* PROMPT: Render every line of the material below as a Markdown table with a "No." column for the row number and a "Text" column for the line itself. Omit any blank lines.

— begin SUPPLIED RECORDS —

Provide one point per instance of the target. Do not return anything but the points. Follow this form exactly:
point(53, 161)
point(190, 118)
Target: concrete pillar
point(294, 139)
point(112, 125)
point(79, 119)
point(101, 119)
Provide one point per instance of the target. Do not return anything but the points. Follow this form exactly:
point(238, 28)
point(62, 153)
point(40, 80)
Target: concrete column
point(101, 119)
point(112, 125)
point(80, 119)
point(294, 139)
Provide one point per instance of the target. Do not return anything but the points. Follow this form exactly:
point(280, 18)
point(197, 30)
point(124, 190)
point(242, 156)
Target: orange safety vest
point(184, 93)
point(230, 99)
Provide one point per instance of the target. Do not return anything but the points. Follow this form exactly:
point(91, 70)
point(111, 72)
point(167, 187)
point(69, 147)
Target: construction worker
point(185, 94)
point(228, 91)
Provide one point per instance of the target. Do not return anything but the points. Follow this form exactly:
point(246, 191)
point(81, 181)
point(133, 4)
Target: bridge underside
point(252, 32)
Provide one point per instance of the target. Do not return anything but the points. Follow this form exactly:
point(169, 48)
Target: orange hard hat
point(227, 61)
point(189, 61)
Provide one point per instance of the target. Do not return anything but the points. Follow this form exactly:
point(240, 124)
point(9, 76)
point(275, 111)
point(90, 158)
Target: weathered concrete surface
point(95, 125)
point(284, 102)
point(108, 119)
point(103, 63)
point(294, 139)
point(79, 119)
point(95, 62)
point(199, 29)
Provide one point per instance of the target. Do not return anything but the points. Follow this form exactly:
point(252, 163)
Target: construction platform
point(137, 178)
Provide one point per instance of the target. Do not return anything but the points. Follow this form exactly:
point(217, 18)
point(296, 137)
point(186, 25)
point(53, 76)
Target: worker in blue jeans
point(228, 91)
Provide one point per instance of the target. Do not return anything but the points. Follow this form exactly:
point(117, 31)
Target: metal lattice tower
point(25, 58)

— end SUPPLIED RECORDS —

* FULL SOLUTION:
| No. | Text |
|---|---|
| 1 | Provide one point per instance of the target. Do not return anything but the points. Follow this form exactly: |
| 2 | point(53, 161) |
| 3 | point(190, 118) |
| 4 | Target: concrete pillar |
| 5 | point(294, 139) |
| 6 | point(112, 125) |
| 7 | point(79, 119) |
| 8 | point(101, 119) |
| 9 | Provide one point per instance of the target. Do not return anything but the points. Follow this form exactly: |
| 10 | point(238, 28) |
| 11 | point(62, 153) |
| 12 | point(40, 80) |
| 13 | Target: concrete column |
| 14 | point(101, 119) |
| 15 | point(112, 125) |
| 16 | point(80, 119) |
| 17 | point(294, 139) |
| 18 | Provide one point per instance of the target. Do not return anything but the points. Follow this form exactly: |
| 19 | point(280, 18) |
| 20 | point(197, 30) |
| 21 | point(124, 190) |
| 22 | point(242, 156) |
| 23 | Target: orange safety vest |
| 24 | point(184, 93) |
| 25 | point(230, 99) |
| 26 | Provide one point per instance of the target. Do not return anything but the points. Follow this form exactly: |
| 27 | point(91, 70) |
| 28 | point(111, 72) |
| 29 | point(167, 187) |
| 30 | point(69, 147) |
| 31 | Target: construction worker |
| 32 | point(185, 94) |
| 33 | point(228, 91) |
| 34 | Provide one point per instance of the target. Do not return anything but the points. Follow this form exactly: |
| 35 | point(246, 191) |
| 36 | point(81, 181) |
| 37 | point(133, 4) |
| 38 | Target: bridge underside |
| 39 | point(252, 32) |
| 40 | Provide one point per instance of the target. Do not return anything but the points. Follow this form exactly: |
| 41 | point(169, 48) |
| 42 | Target: orange hard hat |
| 43 | point(227, 61) |
| 44 | point(189, 61) |
| 45 | Provide one point per instance of the target. Do not return anything but the points. Follow this form exactly: |
| 46 | point(240, 124) |
| 47 | point(9, 76) |
| 48 | point(275, 111) |
| 49 | point(90, 158) |
| 50 | Target: weathered concrete surface |
| 51 | point(95, 125) |
| 52 | point(284, 102) |
| 53 | point(108, 119) |
| 54 | point(103, 63) |
| 55 | point(294, 139) |
| 56 | point(79, 119) |
| 57 | point(95, 62) |
| 58 | point(199, 29) |
| 59 | Provide one point per instance of the target. Do not return anything but the points. Follow this form exactly: |
| 60 | point(252, 163) |
| 61 | Target: construction platform |
| 62 | point(137, 178) |
| 63 | Provide one point per instance of the target. Do not return anything but the points. Follow this form exactly: |
| 64 | point(217, 18) |
| 65 | point(296, 137) |
| 66 | point(186, 25) |
| 67 | point(53, 76) |
| 68 | Target: worker in blue jeans |
| 69 | point(228, 91) |
| 70 | Provide one point per instance of the target. Do not return anything but the points. Follow this form exactly: |
| 71 | point(117, 31) |
| 72 | Target: metal lattice tower |
| 73 | point(25, 58) |